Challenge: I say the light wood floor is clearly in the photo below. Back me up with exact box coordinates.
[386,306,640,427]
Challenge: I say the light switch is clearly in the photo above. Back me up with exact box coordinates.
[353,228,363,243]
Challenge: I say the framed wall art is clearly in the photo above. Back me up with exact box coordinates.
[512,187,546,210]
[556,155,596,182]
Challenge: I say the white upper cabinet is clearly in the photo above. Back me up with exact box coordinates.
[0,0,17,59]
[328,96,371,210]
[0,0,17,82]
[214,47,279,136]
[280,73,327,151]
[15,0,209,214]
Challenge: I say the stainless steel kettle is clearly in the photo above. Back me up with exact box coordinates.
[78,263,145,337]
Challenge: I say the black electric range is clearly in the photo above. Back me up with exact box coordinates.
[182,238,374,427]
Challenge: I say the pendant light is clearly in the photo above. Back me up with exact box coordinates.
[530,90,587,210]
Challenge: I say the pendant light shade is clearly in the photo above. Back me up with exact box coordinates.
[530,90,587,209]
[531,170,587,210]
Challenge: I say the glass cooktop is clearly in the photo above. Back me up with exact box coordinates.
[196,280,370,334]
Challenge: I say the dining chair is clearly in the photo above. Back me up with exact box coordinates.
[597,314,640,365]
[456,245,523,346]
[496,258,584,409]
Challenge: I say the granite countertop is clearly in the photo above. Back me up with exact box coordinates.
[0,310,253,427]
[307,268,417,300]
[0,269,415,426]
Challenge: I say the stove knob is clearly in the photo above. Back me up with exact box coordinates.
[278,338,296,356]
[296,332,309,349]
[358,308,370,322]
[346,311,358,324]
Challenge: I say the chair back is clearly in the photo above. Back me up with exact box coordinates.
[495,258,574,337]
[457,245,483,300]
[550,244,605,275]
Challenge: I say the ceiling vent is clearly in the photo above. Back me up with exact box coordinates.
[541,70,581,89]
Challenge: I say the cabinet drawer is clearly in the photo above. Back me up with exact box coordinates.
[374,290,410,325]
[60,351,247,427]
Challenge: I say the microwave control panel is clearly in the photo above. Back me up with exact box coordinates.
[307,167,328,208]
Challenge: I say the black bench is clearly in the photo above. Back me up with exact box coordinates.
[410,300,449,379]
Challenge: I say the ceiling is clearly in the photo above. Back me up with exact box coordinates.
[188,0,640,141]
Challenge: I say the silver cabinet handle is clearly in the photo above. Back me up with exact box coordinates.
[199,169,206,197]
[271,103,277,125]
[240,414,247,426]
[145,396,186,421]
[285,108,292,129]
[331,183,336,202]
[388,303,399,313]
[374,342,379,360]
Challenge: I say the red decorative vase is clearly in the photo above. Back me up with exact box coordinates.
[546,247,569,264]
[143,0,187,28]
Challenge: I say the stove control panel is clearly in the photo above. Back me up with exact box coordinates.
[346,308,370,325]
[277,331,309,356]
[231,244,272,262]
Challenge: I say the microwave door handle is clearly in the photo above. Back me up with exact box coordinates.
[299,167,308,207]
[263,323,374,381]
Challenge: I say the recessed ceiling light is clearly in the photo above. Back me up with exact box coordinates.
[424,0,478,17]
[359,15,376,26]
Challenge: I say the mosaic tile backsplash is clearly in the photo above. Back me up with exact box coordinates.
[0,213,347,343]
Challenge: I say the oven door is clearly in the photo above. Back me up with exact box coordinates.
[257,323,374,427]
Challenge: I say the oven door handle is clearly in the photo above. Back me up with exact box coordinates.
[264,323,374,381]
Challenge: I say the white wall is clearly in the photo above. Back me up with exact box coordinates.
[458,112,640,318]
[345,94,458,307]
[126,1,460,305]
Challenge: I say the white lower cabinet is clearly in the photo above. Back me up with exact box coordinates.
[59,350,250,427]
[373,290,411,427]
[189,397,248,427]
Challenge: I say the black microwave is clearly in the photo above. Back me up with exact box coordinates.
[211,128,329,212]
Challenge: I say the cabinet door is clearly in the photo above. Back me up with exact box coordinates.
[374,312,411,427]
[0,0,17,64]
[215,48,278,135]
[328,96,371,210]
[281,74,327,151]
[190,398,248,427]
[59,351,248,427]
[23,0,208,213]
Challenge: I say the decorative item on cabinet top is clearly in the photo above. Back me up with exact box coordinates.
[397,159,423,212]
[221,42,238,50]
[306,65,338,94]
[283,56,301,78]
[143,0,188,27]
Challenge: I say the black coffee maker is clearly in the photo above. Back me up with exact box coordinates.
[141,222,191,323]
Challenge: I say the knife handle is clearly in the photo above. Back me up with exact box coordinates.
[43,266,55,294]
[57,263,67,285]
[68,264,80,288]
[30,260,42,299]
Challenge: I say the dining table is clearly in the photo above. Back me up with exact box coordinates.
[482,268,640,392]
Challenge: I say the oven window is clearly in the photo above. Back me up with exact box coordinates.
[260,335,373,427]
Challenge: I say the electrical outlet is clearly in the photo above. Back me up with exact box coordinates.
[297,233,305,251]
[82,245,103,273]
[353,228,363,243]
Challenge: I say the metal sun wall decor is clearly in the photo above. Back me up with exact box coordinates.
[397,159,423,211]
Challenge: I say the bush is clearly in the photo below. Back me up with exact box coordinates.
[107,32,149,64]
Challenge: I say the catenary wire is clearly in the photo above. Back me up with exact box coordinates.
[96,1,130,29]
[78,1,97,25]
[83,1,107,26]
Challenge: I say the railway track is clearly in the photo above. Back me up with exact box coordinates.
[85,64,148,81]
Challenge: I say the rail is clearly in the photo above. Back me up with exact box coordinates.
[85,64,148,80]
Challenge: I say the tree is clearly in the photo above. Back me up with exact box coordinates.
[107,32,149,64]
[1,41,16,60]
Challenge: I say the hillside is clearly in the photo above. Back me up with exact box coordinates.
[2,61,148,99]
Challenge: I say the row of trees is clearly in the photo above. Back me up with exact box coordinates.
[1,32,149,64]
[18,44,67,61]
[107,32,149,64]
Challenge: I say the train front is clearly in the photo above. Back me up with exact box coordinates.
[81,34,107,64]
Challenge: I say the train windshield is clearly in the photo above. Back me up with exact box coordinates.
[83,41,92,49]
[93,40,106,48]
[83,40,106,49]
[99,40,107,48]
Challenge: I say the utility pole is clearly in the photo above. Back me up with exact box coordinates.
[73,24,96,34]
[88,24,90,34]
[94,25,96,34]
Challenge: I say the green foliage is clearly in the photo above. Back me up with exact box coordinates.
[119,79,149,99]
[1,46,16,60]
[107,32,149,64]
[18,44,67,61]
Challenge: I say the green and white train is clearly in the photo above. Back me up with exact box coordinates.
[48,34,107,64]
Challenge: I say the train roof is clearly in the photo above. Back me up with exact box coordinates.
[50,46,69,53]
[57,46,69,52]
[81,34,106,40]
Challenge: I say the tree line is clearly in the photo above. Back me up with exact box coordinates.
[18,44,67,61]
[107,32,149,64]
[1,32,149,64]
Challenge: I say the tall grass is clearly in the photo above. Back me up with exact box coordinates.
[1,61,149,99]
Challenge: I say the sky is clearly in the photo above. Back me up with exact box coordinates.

════

(The task): Transcribe the entire listing above exactly as written.

(Result of the exercise):
Challenge: I say the light wood floor is clearly in the photo below. Back me up with exact box coordinates.
[386,306,640,427]
Challenge: I say the light switch is clearly in the photo above. Back me up with exact box coordinates.
[353,228,363,243]
Challenge: I say the framed wall art is clearly in the photo above. Back me up with exact box coordinates.
[512,187,546,210]
[556,155,596,182]
Challenge: I say the white upper cabinet is clearly in the photo above. Back me up with exact box coordinates.
[0,0,17,59]
[328,96,371,210]
[0,0,17,82]
[214,47,279,136]
[280,73,327,151]
[15,0,209,214]
Challenge: I say the stainless steel kettle is clearly in the photo above. Back me up with exact box coordinates.
[78,263,145,337]
Challenge: I say the black electric range is clearly in the photo above. Back me up with exact box coordinates.
[182,238,374,427]
Challenge: I say the pendant light is clearly in the photo above. Back me up with exact box coordinates.
[530,90,587,210]
Challenge: I say the pendant light shade is clearly in the photo above. Back me up with exact box coordinates.
[530,90,587,209]
[531,170,587,210]
Challenge: I say the glass cooktop is clearly in the photo above. Back me up with exact box coordinates.
[196,280,370,334]
Challenge: I say the dining chair is clearly in the photo above. Back me up with exact box coordinates.
[597,314,640,365]
[456,245,523,346]
[496,258,584,409]
Challenge: I say the granite countertop is clearly in the photo above. Back me up with exact box coordinates.
[0,310,253,427]
[307,268,417,300]
[0,269,415,426]
Challenge: I say the stove knob is clearly in the photo above. Back me up with exact box coordinates.
[278,338,296,356]
[296,332,309,349]
[358,308,370,322]
[346,311,358,324]
Challenge: I say the chair back is clearly in the photo above. Back me up with exact box coordinates.
[495,258,574,337]
[457,245,483,300]
[550,244,605,275]
Challenge: I say the ceiling vent is clearly in the photo above. Back me up with exact box coordinates.
[541,70,581,89]
Challenge: I say the cabinet drawer is clearly in the photo above. Back me up with exact box coordinates.
[374,290,410,325]
[60,351,247,427]
Challenge: I say the microwave control panel is clearly in the photo above. Back me up with exact box coordinates.
[307,167,328,208]
Challenge: I say the black bench is clearly in the photo above. Back me up with exact box coordinates.
[410,300,449,379]
Challenge: I say the ceiling is clearly in the photo above. Back me up with exact box coordinates.
[188,0,640,141]
Challenge: I say the silver cabinet handle is clearly in the photo above. Back me up with exact box coordinates.
[199,169,206,197]
[271,103,277,125]
[240,414,247,426]
[145,396,186,421]
[285,108,292,129]
[331,183,336,202]
[388,303,399,313]
[374,342,379,360]
Challenge: I say the red decorative vase is clearly in the photo above. Back me up with exact box coordinates.
[546,247,569,264]
[143,0,187,28]
Challenge: I say the stove control panel is clearly in the photo above. Back me up with exact box coordinates.
[346,308,370,325]
[277,331,309,356]
[231,244,272,262]
Challenge: I say the microwave door handle is clearly in the photo above. Back me up with exact box coordinates.
[299,167,308,207]
[263,323,374,381]
Challenge: I say the recessed ceiling light is clearly in the photo above. Back me up with exact box coordinates.
[424,0,478,17]
[359,15,376,26]
Challenge: I say the mosaic tile backsplash is clearly in the photo above. Back me up with exact box coordinates.
[0,213,347,343]
Challenge: I say the oven door is clearly in the photo above. Back me up with exact box coordinates.
[257,323,374,427]
Challenge: I say the oven door handle is clearly in the photo above. Back me up with exact box coordinates.
[264,323,374,381]
Challenge: I say the white wall is clearly in the photo above. Back me up with exact box coordinates.
[458,112,640,318]
[345,94,458,307]
[126,1,460,305]
Challenge: I say the white lower cabinet is clearly in the photo above. Back me up with exact box coordinates.
[59,350,250,427]
[373,290,411,427]
[189,397,248,427]
Challenge: I say the black microwave is clearly in the photo above. Back me up with exact box coordinates.
[211,128,329,212]
Challenge: I say the cabinet door is clearly in the photo above. Back me up with exact box coordinates.
[374,312,411,427]
[0,0,17,64]
[215,48,278,135]
[328,96,371,210]
[281,74,327,151]
[190,398,248,427]
[59,351,248,427]
[23,0,208,213]
Challenge: I say the decorative item on cabinet top is clearly in the photo above. Back me up with exact box coordinates.
[397,159,423,212]
[221,42,238,50]
[306,65,338,94]
[283,56,301,78]
[143,0,188,27]
Challenge: I say the black coffee maker is clearly in the photo above. Back me up with exact box coordinates.
[141,222,191,323]
Challenge: I say the knife handle is clearly in the photo above. Back me up with exact box coordinates.
[43,266,55,294]
[57,263,67,285]
[68,264,80,288]
[30,260,42,299]
Challenge: I say the dining table is clearly in the photo above. Back me up with exact box coordinates.
[482,268,640,392]
Challenge: I say the oven window is clearly in the photo above. Back me up with exact box coordinates.
[260,335,373,427]
Challenge: I say the electrical outlet is clearly in the photo above. Back me up with exact box coordinates.
[297,233,305,251]
[82,245,103,273]
[353,228,363,243]
Challenge: I say the metal sun wall decor is clearly in the photo above. Back me up with exact box coordinates.
[397,159,423,211]
Challenge: I say the bush is clearly in the photo below. Back me up with exact box coordinates.
[107,32,149,64]
Challenge: I say the catenary wire is clearly in the photo above. Back me up with exact box coordinates.
[96,1,130,29]
[78,1,97,25]
[83,1,107,26]
Challenge: I say the railway track is clearly in the photo above. Back me up with exact box coordinates.
[85,64,148,81]
Challenge: I say the rail is clearly in the photo above. Back me up with exact box coordinates.
[85,64,148,80]
Challenge: I say the tree is clearly in the photo above. Back me up with exact box coordinates.
[107,32,149,64]
[1,41,16,60]
Challenge: I say the hillside is clearly in the photo above. Back me up with exact box coordinates.
[2,61,148,99]
Challenge: I say the row of trees is clearly in the photo above. Back me up with exact box coordinates.
[1,32,149,64]
[18,44,67,61]
[107,32,149,64]
Challenge: I say the train front is clearly in the photo above. Back me up with exact box coordinates.
[81,34,107,64]
Challenge: I say the train windshield is clearly in the photo above. Back me up with exact box coordinates.
[83,41,92,49]
[93,40,106,48]
[83,40,106,49]
[99,40,107,48]
Challenge: I say the utility pole is clearly in the photo above. Back me up with exact box coordinates.
[73,24,96,34]
[88,24,90,34]
[94,25,96,34]
Challenge: I say the green foliage is clearly in the photo above. Back me up with exact box coordinates.
[119,79,149,99]
[1,46,16,60]
[107,32,149,64]
[18,44,67,61]
Challenge: I say the green and white train is clearly in the photo above. Back me up with exact box coordinates.
[48,34,107,64]
Challenge: I say the train roof is clearly in the photo above. Back me up with exact box coordinates.
[50,46,69,53]
[57,46,69,52]
[81,34,106,40]
Challenge: I say the tree line is clearly in the photo above. Back me up with exact box coordinates.
[18,44,67,61]
[107,32,149,64]
[1,32,149,64]
Challenge: I say the tall grass is clearly in the photo above. Back me up with exact box coordinates.
[1,61,149,99]
Challenge: I say the sky is clearly in the photo above. Back me up with exact box coordinates.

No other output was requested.